▶ How to complete this task: Your answer must consist of the records below, reproduced exactly, with every picture removed.

-------- Task material --------

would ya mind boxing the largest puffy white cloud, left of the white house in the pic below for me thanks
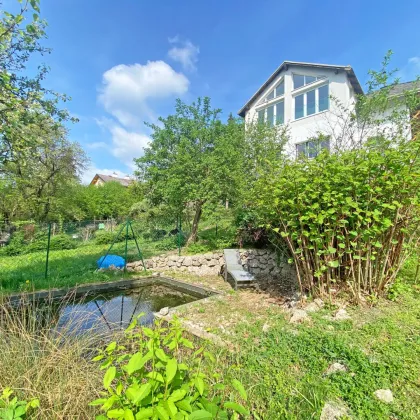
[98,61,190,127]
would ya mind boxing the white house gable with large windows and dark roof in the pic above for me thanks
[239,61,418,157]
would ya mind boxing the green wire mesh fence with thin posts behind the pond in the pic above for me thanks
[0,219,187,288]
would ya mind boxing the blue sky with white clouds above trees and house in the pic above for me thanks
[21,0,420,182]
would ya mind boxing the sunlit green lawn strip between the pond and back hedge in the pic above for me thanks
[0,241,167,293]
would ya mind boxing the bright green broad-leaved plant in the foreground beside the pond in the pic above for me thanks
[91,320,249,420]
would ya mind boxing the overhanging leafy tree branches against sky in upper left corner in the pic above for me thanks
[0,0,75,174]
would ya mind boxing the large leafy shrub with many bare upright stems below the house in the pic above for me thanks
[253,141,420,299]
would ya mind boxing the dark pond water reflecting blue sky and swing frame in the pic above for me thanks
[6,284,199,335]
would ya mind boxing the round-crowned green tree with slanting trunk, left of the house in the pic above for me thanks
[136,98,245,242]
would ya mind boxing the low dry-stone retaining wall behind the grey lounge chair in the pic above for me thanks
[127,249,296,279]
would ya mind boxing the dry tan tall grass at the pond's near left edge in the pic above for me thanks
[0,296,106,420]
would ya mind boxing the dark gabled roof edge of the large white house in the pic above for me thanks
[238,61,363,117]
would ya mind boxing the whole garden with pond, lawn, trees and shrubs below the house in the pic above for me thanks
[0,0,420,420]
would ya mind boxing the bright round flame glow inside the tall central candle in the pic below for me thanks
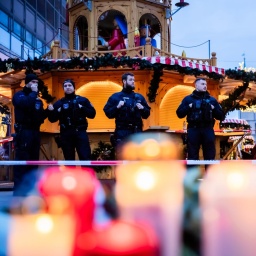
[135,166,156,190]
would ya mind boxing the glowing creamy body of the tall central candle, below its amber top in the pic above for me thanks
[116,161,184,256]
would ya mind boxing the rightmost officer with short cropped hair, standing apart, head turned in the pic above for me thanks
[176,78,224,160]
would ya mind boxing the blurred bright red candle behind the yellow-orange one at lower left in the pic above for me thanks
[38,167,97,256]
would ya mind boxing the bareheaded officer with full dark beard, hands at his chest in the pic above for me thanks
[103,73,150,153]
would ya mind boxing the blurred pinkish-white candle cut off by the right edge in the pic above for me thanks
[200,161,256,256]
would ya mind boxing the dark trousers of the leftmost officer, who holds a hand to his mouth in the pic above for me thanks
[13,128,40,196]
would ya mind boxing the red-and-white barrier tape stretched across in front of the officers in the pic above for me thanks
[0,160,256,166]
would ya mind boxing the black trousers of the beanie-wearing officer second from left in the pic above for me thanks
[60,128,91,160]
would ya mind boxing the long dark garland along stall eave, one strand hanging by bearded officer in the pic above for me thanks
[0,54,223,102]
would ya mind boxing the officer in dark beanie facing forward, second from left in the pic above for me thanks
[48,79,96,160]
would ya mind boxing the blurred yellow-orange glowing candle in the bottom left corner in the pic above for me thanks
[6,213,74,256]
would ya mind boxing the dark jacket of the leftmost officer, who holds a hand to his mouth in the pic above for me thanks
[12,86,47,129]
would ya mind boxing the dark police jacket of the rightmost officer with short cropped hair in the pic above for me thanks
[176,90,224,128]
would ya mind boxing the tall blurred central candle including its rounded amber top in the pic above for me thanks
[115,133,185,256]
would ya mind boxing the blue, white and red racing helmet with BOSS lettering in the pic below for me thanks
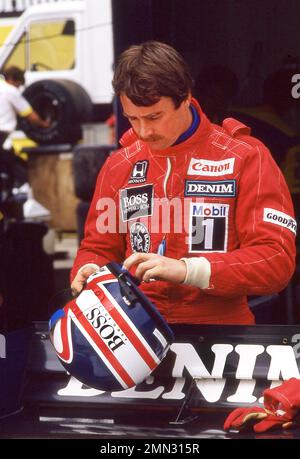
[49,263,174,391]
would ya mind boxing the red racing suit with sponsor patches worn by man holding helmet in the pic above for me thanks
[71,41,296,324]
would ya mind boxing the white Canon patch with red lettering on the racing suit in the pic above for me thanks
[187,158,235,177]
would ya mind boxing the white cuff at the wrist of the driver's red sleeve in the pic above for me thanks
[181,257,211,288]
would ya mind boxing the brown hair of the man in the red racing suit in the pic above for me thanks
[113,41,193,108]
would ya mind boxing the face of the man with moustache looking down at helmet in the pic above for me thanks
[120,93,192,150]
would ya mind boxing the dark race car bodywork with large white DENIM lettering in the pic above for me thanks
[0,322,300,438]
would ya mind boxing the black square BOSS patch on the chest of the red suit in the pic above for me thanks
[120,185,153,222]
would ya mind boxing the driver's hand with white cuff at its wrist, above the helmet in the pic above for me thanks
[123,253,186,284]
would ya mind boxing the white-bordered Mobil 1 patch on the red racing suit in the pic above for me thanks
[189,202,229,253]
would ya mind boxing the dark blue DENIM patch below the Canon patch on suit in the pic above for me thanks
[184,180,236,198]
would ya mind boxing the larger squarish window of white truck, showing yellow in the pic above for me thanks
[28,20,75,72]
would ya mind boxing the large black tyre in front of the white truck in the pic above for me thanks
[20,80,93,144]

--------

▶ Task result:
would ya mind boxing the largest puffy white cloud, left of the white house in the pic below for me thanks
[98,61,190,127]
would ya mind boxing the white house gable with large windows and dark roof in the pic above for me thanks
[239,61,418,157]
would ya mind boxing the green wire mesh fence with thin posts behind the pond in the pic above for me thanks
[0,219,187,288]
would ya mind boxing the blue sky with white clouds above trees and house in the pic above for me thanks
[21,0,420,182]
would ya mind boxing the sunlit green lawn strip between the pond and back hedge in the pic above for me thanks
[0,241,167,293]
would ya mind boxing the bright green broad-leaved plant in the foreground beside the pond in the pic above for me thanks
[91,320,249,420]
would ya mind boxing the overhanging leafy tree branches against sky in upper left corner in the pic above for me thanks
[0,0,75,174]
would ya mind boxing the large leafy shrub with many bare upright stems below the house in the pic above for me thanks
[253,141,420,299]
would ya mind boxing the dark pond water reflecting blue sky and swing frame in the pic above for me thanks
[6,284,199,335]
would ya mind boxing the round-crowned green tree with slanting trunk, left of the house in the pic above for me thanks
[136,98,245,242]
would ya mind boxing the low dry-stone retaining wall behind the grey lounge chair in the pic above for me thanks
[127,249,296,279]
would ya mind boxing the dry tan tall grass at the pond's near left edge in the pic above for me thanks
[0,296,106,420]
would ya mind boxing the dark gabled roof edge of the large white house in the pic above for me thanks
[238,61,363,117]
would ya mind boxing the whole garden with pond, lawn, trees and shrubs below the house in the pic above for me thanks
[0,0,420,420]
would ya mind boxing the bright round flame glow inside the tall central candle in the pic below for me thanks
[135,166,156,190]
would ya mind boxing the glowing creamy body of the tall central candle, below its amber top in the pic above for me thanks
[116,161,184,256]
would ya mind boxing the rightmost officer with short cropped hair, standing apart, head turned in the pic above for me thanks
[176,78,224,160]
would ya mind boxing the blurred bright red candle behind the yellow-orange one at lower left in the pic above for me thanks
[38,167,97,256]
would ya mind boxing the bareheaded officer with full dark beard, hands at his chest in the pic above for me thanks
[103,73,150,153]
would ya mind boxing the blurred pinkish-white candle cut off by the right edge in the pic above for me thanks
[200,161,256,256]
would ya mind boxing the dark trousers of the leftmost officer, who holds a hand to his mouth in the pic above for me thanks
[13,128,40,196]
would ya mind boxing the red-and-white barrier tape stretched across in front of the officers in the pic above for me thanks
[0,160,256,166]
would ya mind boxing the black trousers of the beanie-wearing officer second from left in the pic above for me thanks
[60,128,91,160]
would ya mind boxing the long dark garland along stall eave, one strand hanging by bearded officer in the pic above for me thanks
[0,54,223,102]
would ya mind boxing the officer in dark beanie facing forward, second from left in the pic above for me thanks
[48,79,96,160]
would ya mind boxing the blurred yellow-orange glowing candle in the bottom left corner in the pic above for me thanks
[6,213,74,256]
would ya mind boxing the dark jacket of the leftmost officer, who holds a hand to his mouth in the pic above for me thanks
[12,86,47,129]
would ya mind boxing the dark police jacket of the rightmost officer with short cropped hair in the pic above for me thanks
[176,90,224,128]
would ya mind boxing the tall blurred central candle including its rounded amber top in the pic above for me thanks
[115,133,185,256]
would ya mind boxing the blue, white and red racing helmet with BOSS lettering in the pic below for me thanks
[49,263,174,391]
would ya mind boxing the red racing suit with sponsor patches worn by man holding helmet in the pic above for me thanks
[71,41,296,324]
would ya mind boxing the white Canon patch with red lettering on the racing suit in the pic above for me thanks
[187,158,235,177]
would ya mind boxing the white cuff at the wrist of the driver's red sleeve in the pic above for me thanks
[181,257,211,288]
would ya mind boxing the brown hair of the man in the red racing suit in the pic above for me thanks
[113,41,193,108]
would ya mind boxing the face of the man with moustache looking down at helmet in the pic above for me thanks
[120,93,192,150]
would ya mind boxing the dark race car bodywork with large white DENIM lettering in the pic above for me thanks
[0,322,300,438]
would ya mind boxing the black square BOSS patch on the chest of the red suit in the pic above for me thanks
[120,185,153,222]
would ya mind boxing the driver's hand with white cuff at its wrist, above the helmet in the pic above for me thanks
[123,253,186,284]
would ya mind boxing the white-bordered Mobil 1 patch on the red racing suit in the pic above for me thanks
[189,202,229,253]
would ya mind boxing the dark blue DENIM patch below the Canon patch on suit in the pic above for me thanks
[184,180,236,198]
would ya mind boxing the larger squarish window of white truck, showing yellow in the pic above for me thanks
[28,20,75,72]
would ya mind boxing the large black tyre in front of the white truck in the pic above for me thanks
[20,80,93,144]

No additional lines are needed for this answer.